— Task instructions —
Turn every row below into a JSON list of strings, with one string for each line and blank lines dropped.

Named-object pointing rows
--
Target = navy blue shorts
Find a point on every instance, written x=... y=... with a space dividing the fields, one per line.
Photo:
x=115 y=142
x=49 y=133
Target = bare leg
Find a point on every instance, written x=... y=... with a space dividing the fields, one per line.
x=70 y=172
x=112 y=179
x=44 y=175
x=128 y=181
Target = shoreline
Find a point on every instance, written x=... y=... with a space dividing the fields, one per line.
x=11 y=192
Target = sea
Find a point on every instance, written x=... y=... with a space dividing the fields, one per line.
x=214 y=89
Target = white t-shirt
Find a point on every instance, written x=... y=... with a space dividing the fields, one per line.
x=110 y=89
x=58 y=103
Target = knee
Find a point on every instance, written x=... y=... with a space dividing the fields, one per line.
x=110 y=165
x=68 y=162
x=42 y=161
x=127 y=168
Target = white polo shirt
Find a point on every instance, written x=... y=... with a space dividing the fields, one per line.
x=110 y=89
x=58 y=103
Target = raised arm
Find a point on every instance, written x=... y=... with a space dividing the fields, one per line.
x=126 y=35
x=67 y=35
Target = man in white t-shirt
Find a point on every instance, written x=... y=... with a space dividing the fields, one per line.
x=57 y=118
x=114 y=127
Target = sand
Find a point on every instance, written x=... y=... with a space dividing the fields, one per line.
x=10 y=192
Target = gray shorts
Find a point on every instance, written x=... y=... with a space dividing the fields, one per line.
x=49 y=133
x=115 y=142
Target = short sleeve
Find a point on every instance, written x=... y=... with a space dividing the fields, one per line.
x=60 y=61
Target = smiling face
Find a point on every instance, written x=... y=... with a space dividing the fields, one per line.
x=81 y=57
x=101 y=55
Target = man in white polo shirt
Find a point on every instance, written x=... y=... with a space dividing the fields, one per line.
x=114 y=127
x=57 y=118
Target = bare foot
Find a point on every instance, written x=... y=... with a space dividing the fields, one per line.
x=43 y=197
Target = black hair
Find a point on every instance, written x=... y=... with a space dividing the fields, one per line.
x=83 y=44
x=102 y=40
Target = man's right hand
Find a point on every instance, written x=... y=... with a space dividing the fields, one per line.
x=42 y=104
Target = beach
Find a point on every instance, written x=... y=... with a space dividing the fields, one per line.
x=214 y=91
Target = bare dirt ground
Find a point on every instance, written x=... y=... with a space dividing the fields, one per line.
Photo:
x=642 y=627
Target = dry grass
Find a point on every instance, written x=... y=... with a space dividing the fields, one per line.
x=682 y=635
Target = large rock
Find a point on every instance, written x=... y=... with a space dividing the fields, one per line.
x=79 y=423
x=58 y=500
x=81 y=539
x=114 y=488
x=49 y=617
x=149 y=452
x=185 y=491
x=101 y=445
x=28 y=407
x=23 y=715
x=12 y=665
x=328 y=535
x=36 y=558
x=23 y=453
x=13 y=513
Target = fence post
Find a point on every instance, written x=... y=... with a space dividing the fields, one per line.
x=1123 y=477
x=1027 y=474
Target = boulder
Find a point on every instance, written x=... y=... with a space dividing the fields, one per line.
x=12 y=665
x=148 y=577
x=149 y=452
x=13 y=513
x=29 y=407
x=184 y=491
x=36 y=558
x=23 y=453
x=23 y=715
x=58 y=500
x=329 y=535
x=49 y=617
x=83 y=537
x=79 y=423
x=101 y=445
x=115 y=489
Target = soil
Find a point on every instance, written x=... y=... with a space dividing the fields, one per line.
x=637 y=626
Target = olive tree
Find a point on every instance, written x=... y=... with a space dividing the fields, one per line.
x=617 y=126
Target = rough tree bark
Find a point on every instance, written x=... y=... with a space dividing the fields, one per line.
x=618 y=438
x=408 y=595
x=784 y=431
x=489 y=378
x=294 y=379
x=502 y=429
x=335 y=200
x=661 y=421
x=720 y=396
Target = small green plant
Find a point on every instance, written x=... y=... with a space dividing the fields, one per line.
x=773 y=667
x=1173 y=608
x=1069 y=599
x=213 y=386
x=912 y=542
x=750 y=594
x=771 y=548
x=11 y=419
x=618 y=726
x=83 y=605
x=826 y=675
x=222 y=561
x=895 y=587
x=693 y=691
--
— Response to this exercise —
[
  "Target = navy blue shorts",
  "Find a point on every instance, written x=... y=... with a space dividing the fields, one per line.",
  "Photo:",
  "x=115 y=142",
  "x=49 y=133",
  "Target = bare leg",
  "Find a point on every instance, written x=... y=... with a space dividing the fields, one per line.",
  "x=70 y=172",
  "x=112 y=179",
  "x=44 y=175",
  "x=128 y=181",
  "Target = shoreline",
  "Find a point on every instance, written x=... y=... with a space dividing the fields, one per line.",
  "x=11 y=192",
  "Target = sea",
  "Find a point on every instance, written x=... y=... with a space dividing the fields, one per line.",
  "x=214 y=89",
  "Target = white t-shirt",
  "Find a point on every instance, written x=... y=... with a space dividing the fields, one per line.",
  "x=110 y=89",
  "x=58 y=103",
  "Target = knee",
  "Find a point on every instance, written x=... y=... with a space dividing the fields, one per line.",
  "x=110 y=165",
  "x=68 y=162",
  "x=42 y=161",
  "x=127 y=168",
  "Target = white polo shirt",
  "Find a point on every instance, written x=... y=... with a space dividing the fields, one per line.",
  "x=110 y=89",
  "x=58 y=103",
  "Target = raised arm",
  "Find a point on every instance, written x=... y=... with a space dividing the fields, one per line.",
  "x=126 y=35",
  "x=67 y=35",
  "Target = man in white t-shirt",
  "Find a point on every instance, written x=... y=... with a space dividing the fields, one per line.",
  "x=57 y=118",
  "x=114 y=127",
  "Target = sand",
  "Find a point on every instance, written x=... y=... with a space dividing the fields, one per line.",
  "x=10 y=192",
  "Target = gray shorts",
  "Find a point on every instance, written x=... y=... with a space dividing the fields, one per line.",
  "x=49 y=133",
  "x=115 y=142",
  "Target = short sleeve",
  "Find a point on every instance, written x=... y=... with a space dividing the fields, one per line.",
  "x=60 y=61",
  "Target = smiling face",
  "Find a point on every instance, written x=... y=... with a space dividing the fields, one per line.",
  "x=81 y=57",
  "x=101 y=55",
  "Target = man in white polo shirt",
  "Find a point on every instance, written x=... y=... with a space dividing the fields, one per line.",
  "x=114 y=127",
  "x=57 y=118",
  "Target = bare foot",
  "Find a point on every instance, written x=... y=... with a space dividing the fields, one per line.",
  "x=43 y=197",
  "Target = black hair",
  "Find a point on every instance, written x=... y=... with a space dividing the fields, one per line.",
  "x=83 y=44",
  "x=102 y=40",
  "Target = man's right hand",
  "Find a point on every instance, written x=... y=... with a space dividing the fields, one per line.",
  "x=42 y=104",
  "Target = beach",
  "Find a point on every instance, written x=... y=... with a space dividing the fields, one per line.",
  "x=214 y=91",
  "Target = bare dirt ground",
  "Find a point on every instance, written x=... y=... with a space dividing the fields, one per line.",
  "Photo:",
  "x=642 y=627",
  "Target = dry grass",
  "Find a point on every instance, written x=... y=... with a space dividing the fields, one per line.",
  "x=682 y=635",
  "Target = large rock",
  "Find a point on every instance, written x=... y=... with a space dividing the fields, one per line.",
  "x=79 y=423",
  "x=58 y=500",
  "x=81 y=539",
  "x=114 y=488",
  "x=49 y=617",
  "x=149 y=452",
  "x=185 y=491",
  "x=101 y=445",
  "x=28 y=407",
  "x=23 y=715",
  "x=12 y=665",
  "x=328 y=535",
  "x=36 y=558",
  "x=23 y=453",
  "x=13 y=513",
  "Target = fence post",
  "Find a point on every instance, written x=... y=... with a space dividing the fields, one per line.",
  "x=1123 y=477",
  "x=1027 y=474",
  "Target = boulder",
  "Find a point on every instance, written x=... y=... with a space dividing the fields, one per line.",
  "x=12 y=665",
  "x=148 y=577",
  "x=149 y=452",
  "x=13 y=513",
  "x=29 y=407",
  "x=184 y=491",
  "x=36 y=558",
  "x=23 y=453",
  "x=23 y=715",
  "x=58 y=500",
  "x=329 y=535",
  "x=49 y=617",
  "x=83 y=537",
  "x=79 y=423",
  "x=101 y=445",
  "x=115 y=489",
  "Target = soil",
  "Find a point on every instance, written x=... y=... with a space dividing the fields, one per line.",
  "x=637 y=626",
  "Target = olive tree",
  "Find a point on every instance, written x=... y=... with a space dividing the fields, one per line.",
  "x=617 y=126",
  "Target = rough tree bark",
  "Find a point on every instance, written x=... y=... with a space dividing the fields, one per line.",
  "x=618 y=438",
  "x=408 y=595",
  "x=784 y=431",
  "x=489 y=378",
  "x=294 y=379",
  "x=502 y=429",
  "x=335 y=200",
  "x=661 y=421",
  "x=720 y=396",
  "Target = small green plant",
  "Find a point on every instance, written x=... y=... with a space dividing the fields, one per line.",
  "x=773 y=667",
  "x=1173 y=608",
  "x=1069 y=599",
  "x=213 y=386",
  "x=912 y=542",
  "x=750 y=594",
  "x=771 y=548",
  "x=11 y=419",
  "x=618 y=726",
  "x=83 y=605",
  "x=826 y=675",
  "x=222 y=561",
  "x=895 y=587",
  "x=693 y=691"
]